7. Exceptional Body Language Mimicry
Body language is replicated via the cerebellum and somatosensory cortex, which process kinesthetic feedback for precise postural and gestural imitation. Mirror neurons fire to copy movements, while the superior temporal sulcus integrates visual cues. This enhances non-verbal communication, allowing subconscious alignment that boosts interpersonal harmony through evolutionary social bonding mechanisms.
8. Advanced Sensory Processing
Sensory inputs are amplified in the thalamus, which acts as a relay hub, with increased neural density in cortices for vision (occipital), hearing (temporal), and touch (parietal). Multisensory integration in the superior colliculus fuses data streams, enabling hyper-acute detection of environmental patterns, such as subtle vibrations or odors via expanded olfactory epithelium.
Downsides and How They Work
1. Fleeting Sense of Self (Identity Instability, Feelings of Worthlessness or God-Like Views)
Constant mimicry erodes personal identity by weakening neural engrams in the medial prefrontal cortex, where self-referential memories are stored. This leads to depersonalization, with shifts between worthlessness (from serotonin deficits causing depressive rumination) and grandiosity (dopamine surges mimicking mania). The process disrupts the brain’s default mode network, preventing stable self-narratives and resulting in experimental personality trials as a coping mechanism.
2. Low Self-Esteem and Body Dysmorphia
Self-esteem plummets due to chronic HPA axis activation, elevating cortisol and impairing hippocampal function for positive self-appraisal. Body dysmorphia arises from mismatched proprioceptive signals in the parietal lobe during physical changes, creating perceptual distortions similar to anorexia nervosa, where the brain’s body schema fails to update, leading to persistent dissatisfaction.

* _Supplied records_:

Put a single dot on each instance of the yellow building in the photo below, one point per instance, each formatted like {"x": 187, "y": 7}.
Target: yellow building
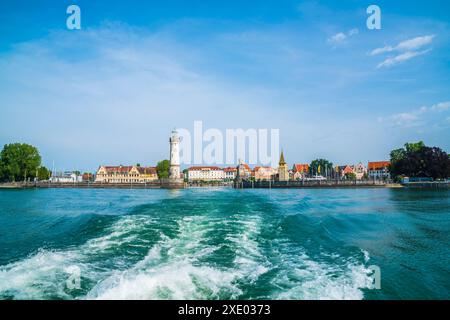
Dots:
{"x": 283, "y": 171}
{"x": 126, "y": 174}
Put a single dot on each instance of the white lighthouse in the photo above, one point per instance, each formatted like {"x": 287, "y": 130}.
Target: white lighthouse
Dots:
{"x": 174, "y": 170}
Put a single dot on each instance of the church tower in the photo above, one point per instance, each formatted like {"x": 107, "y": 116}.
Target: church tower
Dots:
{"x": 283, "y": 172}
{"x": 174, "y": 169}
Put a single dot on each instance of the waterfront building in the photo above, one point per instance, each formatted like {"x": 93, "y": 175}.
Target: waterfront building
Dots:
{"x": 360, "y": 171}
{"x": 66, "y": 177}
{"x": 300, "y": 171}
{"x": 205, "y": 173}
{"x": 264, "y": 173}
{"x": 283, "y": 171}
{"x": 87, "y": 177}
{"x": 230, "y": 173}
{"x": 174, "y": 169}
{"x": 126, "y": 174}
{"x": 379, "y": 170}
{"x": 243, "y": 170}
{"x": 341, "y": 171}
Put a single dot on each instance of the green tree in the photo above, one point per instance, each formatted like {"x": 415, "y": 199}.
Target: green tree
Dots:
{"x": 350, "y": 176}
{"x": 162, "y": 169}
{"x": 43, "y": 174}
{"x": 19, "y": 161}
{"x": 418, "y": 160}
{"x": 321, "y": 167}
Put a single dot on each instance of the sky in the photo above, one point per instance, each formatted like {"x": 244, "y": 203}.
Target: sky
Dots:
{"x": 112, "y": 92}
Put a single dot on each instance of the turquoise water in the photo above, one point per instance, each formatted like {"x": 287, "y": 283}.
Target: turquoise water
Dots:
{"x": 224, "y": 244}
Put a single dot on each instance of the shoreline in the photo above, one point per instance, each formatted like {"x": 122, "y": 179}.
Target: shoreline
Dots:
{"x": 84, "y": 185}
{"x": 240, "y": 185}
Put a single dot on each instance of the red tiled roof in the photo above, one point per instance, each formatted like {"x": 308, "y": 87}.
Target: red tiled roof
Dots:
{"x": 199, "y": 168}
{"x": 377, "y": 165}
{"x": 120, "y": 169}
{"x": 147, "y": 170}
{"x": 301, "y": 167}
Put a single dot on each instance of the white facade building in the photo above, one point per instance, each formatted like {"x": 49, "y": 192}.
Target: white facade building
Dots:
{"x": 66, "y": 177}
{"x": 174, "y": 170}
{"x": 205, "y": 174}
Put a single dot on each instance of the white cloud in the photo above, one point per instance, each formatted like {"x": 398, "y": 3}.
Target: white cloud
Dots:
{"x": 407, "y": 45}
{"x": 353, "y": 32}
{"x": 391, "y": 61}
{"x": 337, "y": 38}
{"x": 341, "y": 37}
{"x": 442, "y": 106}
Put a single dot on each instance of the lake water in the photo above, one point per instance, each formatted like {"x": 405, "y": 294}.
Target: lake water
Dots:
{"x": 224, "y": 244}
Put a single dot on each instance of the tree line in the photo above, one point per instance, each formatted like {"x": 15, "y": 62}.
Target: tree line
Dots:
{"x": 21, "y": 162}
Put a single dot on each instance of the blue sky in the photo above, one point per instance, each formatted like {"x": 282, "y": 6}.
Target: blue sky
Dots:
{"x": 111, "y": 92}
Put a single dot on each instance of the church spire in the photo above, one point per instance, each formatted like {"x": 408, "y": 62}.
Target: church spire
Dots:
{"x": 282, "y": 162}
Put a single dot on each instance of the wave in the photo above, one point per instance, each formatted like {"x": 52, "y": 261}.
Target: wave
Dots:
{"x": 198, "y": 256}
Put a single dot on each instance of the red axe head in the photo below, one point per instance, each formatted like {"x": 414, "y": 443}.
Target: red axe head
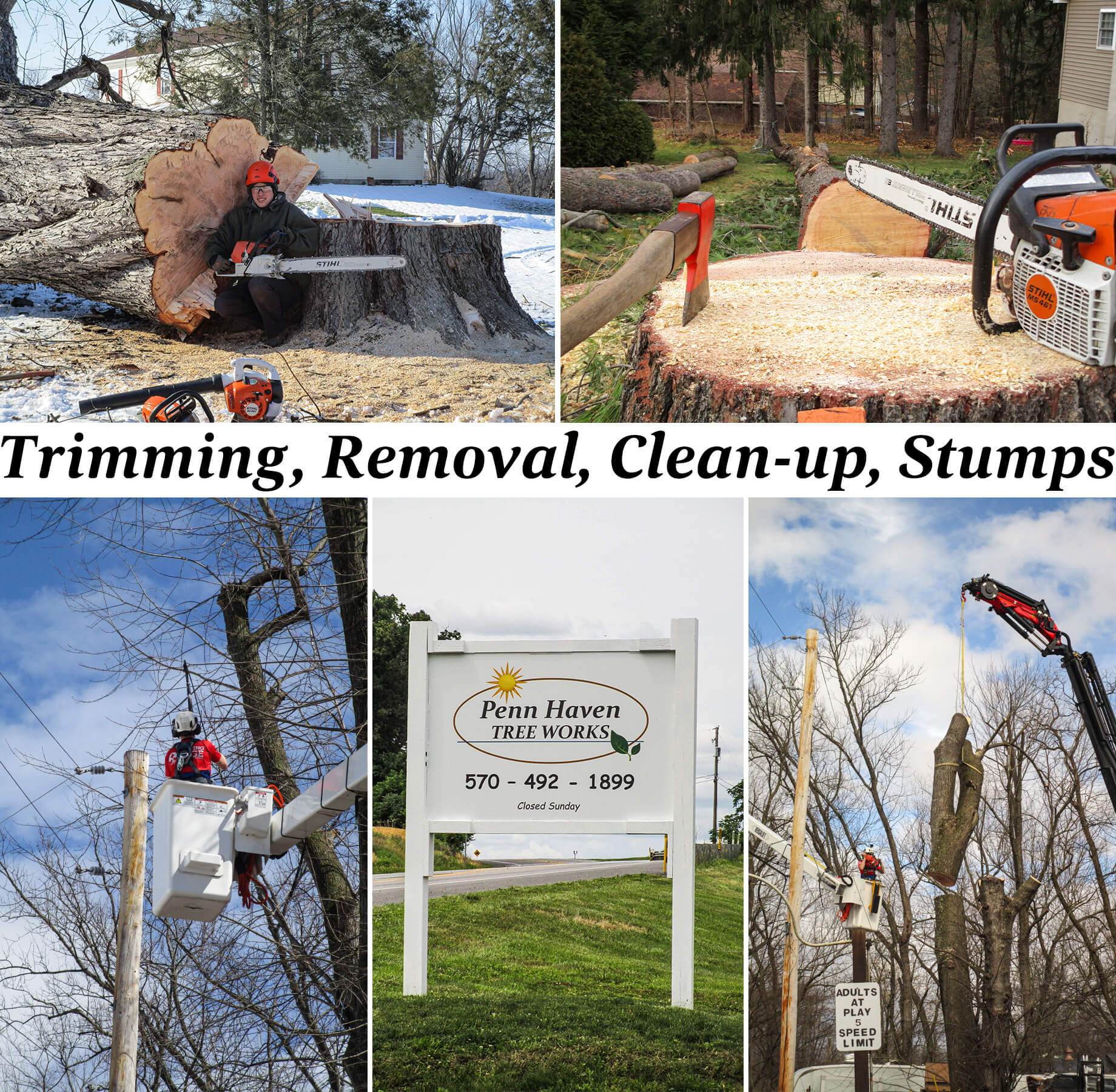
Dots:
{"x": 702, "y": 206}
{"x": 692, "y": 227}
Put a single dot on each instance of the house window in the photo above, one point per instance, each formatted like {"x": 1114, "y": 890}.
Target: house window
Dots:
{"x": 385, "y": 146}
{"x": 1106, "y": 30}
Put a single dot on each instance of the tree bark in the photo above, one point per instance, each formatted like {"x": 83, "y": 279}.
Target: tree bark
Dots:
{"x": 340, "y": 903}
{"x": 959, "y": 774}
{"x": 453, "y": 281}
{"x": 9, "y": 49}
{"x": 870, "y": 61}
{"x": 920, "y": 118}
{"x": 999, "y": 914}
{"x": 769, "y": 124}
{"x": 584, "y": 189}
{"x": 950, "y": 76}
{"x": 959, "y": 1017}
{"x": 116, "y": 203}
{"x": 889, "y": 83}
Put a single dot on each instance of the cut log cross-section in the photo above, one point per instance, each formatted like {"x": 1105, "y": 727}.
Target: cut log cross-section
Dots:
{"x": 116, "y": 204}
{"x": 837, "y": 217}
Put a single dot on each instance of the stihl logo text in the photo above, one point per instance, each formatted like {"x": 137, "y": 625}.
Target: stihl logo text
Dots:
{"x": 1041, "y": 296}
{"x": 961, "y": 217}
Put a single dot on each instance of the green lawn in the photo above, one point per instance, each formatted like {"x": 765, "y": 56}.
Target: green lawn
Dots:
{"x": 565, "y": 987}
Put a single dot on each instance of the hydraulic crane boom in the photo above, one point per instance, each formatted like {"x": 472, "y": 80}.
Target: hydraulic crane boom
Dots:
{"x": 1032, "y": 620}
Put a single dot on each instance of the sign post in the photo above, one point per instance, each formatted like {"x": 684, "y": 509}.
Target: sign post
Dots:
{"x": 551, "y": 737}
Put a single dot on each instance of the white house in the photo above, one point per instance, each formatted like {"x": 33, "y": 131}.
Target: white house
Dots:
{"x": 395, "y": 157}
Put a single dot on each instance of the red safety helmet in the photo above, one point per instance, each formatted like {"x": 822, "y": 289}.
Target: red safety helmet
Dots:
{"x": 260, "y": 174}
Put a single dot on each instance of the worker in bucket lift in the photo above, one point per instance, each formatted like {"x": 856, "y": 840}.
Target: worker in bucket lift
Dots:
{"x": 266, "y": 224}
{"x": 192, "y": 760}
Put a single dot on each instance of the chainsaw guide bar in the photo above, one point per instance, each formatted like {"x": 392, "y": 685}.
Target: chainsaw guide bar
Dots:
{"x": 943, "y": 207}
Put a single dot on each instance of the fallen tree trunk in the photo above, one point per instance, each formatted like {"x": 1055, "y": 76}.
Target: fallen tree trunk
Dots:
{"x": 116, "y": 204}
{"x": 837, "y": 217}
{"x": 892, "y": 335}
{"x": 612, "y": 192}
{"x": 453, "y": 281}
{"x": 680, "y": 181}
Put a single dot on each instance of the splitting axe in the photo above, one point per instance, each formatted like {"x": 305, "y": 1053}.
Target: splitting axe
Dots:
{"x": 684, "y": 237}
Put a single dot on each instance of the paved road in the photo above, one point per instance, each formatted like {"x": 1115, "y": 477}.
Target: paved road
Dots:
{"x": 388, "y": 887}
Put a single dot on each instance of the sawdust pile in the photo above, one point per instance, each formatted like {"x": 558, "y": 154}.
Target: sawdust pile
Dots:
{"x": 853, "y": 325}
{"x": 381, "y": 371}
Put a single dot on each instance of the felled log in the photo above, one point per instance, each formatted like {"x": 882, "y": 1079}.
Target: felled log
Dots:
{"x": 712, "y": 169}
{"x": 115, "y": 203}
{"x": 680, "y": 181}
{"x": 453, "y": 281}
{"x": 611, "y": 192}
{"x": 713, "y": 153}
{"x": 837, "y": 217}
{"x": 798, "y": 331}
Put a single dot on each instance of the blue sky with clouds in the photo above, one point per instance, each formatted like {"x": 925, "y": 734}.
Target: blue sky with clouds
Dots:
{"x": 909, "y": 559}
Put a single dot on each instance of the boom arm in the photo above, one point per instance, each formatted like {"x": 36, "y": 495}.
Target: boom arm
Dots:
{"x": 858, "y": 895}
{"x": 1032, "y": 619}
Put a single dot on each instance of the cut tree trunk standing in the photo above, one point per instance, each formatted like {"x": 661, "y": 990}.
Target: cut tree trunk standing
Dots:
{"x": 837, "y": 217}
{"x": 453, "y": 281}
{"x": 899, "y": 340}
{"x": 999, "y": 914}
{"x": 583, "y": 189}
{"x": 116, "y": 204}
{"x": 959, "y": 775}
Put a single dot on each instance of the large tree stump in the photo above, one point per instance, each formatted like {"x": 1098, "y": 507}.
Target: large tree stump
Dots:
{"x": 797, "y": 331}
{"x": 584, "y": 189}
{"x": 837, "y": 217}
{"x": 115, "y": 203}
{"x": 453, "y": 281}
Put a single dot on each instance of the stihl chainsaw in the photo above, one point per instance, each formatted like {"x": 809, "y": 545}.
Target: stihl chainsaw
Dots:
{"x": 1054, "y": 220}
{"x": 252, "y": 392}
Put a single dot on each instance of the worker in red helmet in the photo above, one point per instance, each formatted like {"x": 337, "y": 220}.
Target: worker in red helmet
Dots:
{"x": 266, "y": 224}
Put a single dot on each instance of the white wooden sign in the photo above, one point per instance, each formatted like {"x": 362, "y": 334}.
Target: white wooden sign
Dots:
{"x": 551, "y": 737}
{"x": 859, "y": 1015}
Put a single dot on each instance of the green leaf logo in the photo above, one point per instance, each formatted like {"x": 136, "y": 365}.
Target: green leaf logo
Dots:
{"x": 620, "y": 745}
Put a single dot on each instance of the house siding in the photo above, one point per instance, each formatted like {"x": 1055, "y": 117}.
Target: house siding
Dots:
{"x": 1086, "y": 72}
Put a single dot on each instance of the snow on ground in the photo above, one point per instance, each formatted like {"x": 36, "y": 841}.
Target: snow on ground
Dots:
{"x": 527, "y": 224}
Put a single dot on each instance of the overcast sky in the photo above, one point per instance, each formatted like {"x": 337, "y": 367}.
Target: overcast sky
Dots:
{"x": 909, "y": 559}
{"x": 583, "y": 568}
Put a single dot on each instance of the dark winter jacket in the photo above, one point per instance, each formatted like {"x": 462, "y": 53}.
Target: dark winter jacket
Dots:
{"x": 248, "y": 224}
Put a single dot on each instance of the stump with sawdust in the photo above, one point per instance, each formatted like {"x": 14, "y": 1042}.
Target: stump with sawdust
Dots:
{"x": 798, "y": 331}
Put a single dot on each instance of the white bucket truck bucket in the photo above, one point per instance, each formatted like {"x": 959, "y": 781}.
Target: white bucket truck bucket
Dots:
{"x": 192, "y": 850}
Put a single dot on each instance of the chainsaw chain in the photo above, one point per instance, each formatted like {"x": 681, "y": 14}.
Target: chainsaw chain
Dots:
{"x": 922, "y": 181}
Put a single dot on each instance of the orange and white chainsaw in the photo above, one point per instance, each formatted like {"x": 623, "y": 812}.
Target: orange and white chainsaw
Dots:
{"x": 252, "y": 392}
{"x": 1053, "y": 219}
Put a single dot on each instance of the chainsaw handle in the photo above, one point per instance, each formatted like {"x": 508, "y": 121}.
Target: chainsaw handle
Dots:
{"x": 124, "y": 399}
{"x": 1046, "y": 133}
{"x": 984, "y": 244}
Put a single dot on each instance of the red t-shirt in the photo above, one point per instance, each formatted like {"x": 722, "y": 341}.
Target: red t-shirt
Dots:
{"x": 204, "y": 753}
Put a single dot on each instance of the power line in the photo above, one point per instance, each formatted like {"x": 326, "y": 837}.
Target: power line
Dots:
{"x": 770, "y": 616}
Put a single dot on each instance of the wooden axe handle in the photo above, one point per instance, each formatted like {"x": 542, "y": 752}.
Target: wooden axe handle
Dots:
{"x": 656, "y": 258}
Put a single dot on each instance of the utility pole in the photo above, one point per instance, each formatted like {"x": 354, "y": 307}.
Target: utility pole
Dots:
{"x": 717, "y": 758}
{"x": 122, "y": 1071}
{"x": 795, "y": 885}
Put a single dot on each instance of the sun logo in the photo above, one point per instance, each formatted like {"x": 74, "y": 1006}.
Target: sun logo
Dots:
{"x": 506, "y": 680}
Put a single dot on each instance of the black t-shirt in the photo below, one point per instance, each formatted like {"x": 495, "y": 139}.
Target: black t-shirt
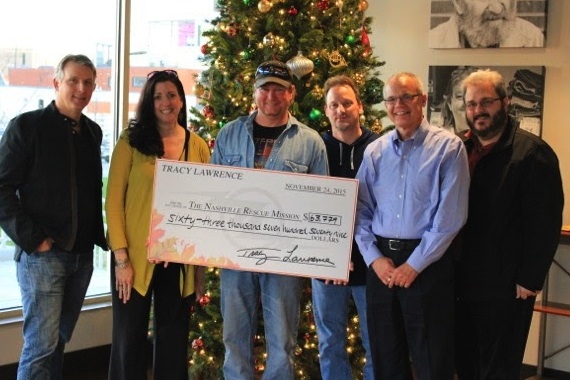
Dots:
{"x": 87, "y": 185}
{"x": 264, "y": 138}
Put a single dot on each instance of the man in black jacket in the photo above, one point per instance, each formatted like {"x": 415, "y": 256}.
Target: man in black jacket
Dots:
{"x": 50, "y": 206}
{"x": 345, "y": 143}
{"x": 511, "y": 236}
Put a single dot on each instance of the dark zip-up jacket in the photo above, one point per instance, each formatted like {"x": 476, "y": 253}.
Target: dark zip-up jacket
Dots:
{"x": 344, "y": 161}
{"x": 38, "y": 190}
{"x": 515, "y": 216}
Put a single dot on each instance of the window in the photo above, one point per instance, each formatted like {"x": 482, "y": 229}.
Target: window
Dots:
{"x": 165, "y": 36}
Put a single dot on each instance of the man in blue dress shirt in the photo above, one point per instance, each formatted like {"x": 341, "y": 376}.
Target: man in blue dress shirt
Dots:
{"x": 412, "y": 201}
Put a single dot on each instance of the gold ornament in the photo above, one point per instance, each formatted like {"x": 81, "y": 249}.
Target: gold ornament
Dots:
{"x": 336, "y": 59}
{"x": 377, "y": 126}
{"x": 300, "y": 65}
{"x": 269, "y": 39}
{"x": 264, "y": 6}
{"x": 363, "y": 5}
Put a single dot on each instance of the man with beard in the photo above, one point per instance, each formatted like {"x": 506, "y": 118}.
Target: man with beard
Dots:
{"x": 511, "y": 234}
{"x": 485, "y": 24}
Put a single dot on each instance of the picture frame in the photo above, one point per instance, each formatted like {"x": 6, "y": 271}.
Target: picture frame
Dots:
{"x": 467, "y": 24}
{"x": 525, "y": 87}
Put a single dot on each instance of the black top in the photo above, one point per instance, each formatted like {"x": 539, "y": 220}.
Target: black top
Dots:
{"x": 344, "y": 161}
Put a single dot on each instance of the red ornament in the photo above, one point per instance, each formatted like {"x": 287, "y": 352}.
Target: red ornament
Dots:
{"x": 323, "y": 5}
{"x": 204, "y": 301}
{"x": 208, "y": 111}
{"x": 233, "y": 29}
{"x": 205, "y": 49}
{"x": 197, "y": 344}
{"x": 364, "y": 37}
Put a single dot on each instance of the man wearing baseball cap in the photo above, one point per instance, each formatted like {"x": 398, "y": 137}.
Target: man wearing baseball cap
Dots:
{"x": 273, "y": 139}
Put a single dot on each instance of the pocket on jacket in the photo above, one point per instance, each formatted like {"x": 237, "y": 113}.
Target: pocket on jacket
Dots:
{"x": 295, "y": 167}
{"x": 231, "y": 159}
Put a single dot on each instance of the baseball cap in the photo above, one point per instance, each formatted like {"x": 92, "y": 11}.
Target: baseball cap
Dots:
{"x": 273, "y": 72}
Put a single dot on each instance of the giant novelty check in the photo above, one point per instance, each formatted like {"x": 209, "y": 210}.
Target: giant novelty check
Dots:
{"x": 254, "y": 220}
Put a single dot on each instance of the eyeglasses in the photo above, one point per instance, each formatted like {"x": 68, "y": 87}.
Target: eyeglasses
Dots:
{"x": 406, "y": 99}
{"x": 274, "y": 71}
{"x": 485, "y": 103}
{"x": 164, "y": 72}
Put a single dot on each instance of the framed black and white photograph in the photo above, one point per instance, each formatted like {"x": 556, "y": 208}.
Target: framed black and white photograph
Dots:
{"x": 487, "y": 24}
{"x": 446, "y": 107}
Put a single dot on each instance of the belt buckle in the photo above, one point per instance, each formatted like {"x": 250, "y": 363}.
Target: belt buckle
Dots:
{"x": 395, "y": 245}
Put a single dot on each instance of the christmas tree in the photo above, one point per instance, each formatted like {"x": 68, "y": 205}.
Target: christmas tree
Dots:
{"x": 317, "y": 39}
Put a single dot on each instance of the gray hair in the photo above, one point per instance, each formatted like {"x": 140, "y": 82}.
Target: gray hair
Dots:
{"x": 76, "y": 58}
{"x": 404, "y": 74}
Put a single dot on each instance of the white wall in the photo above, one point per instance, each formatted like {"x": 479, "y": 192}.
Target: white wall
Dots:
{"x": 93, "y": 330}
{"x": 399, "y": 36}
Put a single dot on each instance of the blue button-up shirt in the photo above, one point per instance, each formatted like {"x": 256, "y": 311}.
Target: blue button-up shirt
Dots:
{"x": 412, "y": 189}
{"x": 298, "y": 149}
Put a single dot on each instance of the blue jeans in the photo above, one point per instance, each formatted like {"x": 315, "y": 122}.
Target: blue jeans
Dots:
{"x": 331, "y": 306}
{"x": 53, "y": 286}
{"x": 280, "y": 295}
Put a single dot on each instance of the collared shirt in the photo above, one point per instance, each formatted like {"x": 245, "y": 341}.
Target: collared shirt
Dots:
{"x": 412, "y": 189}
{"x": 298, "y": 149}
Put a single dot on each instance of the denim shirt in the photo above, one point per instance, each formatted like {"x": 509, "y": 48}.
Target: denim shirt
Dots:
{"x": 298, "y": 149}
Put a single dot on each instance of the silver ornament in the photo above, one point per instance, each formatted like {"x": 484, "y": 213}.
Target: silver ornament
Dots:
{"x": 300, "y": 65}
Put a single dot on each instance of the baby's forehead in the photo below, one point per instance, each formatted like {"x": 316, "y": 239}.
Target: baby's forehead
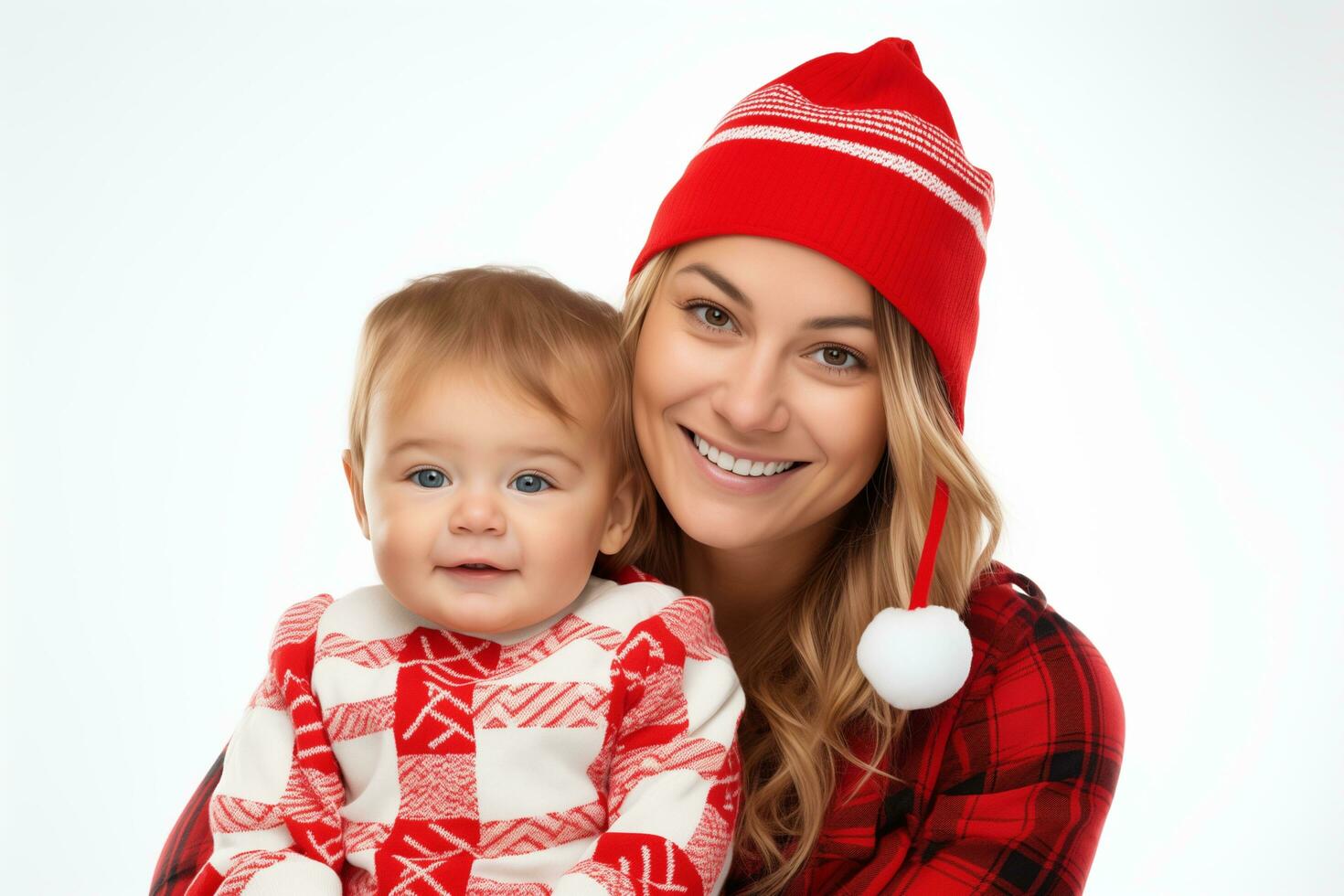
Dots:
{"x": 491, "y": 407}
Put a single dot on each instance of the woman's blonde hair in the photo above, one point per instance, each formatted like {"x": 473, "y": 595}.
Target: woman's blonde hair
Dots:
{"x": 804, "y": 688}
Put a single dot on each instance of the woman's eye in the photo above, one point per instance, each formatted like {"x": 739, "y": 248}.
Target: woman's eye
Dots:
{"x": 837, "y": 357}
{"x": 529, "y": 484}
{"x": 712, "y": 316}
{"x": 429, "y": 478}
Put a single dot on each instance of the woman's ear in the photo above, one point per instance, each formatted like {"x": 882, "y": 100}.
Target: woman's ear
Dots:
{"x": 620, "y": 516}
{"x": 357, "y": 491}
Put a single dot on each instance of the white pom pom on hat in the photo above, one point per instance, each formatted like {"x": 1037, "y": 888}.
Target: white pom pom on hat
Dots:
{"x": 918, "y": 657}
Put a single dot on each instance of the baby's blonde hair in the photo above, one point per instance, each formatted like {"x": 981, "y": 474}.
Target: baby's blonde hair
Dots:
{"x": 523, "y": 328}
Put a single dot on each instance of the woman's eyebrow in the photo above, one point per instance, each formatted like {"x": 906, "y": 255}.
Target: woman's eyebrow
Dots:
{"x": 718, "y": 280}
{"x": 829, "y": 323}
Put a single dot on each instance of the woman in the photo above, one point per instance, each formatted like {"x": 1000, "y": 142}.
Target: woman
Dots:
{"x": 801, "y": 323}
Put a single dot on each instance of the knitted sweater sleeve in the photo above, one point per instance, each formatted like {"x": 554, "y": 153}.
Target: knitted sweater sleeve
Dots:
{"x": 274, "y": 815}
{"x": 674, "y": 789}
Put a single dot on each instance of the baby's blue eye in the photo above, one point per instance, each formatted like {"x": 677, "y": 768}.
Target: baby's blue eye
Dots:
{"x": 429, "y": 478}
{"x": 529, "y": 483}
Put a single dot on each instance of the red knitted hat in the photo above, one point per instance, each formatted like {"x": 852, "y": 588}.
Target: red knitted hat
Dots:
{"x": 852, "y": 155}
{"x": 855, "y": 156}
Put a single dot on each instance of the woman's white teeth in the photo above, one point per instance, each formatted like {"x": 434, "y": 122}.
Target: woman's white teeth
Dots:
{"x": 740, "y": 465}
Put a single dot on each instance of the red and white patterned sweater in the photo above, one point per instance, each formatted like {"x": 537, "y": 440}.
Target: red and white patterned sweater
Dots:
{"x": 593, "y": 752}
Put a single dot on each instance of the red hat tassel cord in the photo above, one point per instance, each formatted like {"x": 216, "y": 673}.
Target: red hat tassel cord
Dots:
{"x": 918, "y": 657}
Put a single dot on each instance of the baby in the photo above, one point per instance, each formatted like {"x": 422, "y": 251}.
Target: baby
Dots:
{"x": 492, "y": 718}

* _Work item 1_:
Do the following statements agree with the excerpt above? Answer yes or no for each, and quote the words of the excerpt that decide it. (a) The thalamus acts as a relay hub for sensory inputs. (b) Self-referential memories are stored in the cerebellum. (c) Grandiosity is attributed to serotonin deficits.
* _Work item 2_:
Quote the excerpt from the words "8. Advanced Sensory" up to and including the words "expanded olfactory epithelium.".
* _Work item 3_:
Condense the paragraph of the excerpt that begins "Self-esteem plummets" into a short list that keeps its main facts.

* _Exercise result 1_:
(a) Yes: "Sensory inputs are amplified in the thalamus, which acts as a relay hub"
(b) No: "weakening neural engrams in the medial prefrontal cortex, where self-referential memories are stored"
(c) No: "grandiosity (dopamine surges mimicking mania)"

* _Exercise result 2_:
8. Advanced Sensory Processing
Sensory inputs are amplified in the thalamus, which acts as a relay hub, with increased neural density in cortices for vision (occipital), hearing (temporal), and touch (parietal). Multisensory integration in the superior colliculus fuses data streams, enabling hyper-acute detection of environmental patterns, such as subtle vibrations or odors via expanded olfactory epithelium.

* _Exercise result 3_:
- Chronic HPA axis activation raises cortisol and impairs hippocampal function for positive self-appraisal, so self-esteem plummets.
- Body dysmorphia arises from mismatched proprioceptive signals in the parietal lobe during physical changes.
- This creates perceptual distortions similar to anorexia nervosa. The brain's body schema fails to update, which leads to persistent dissatisfaction.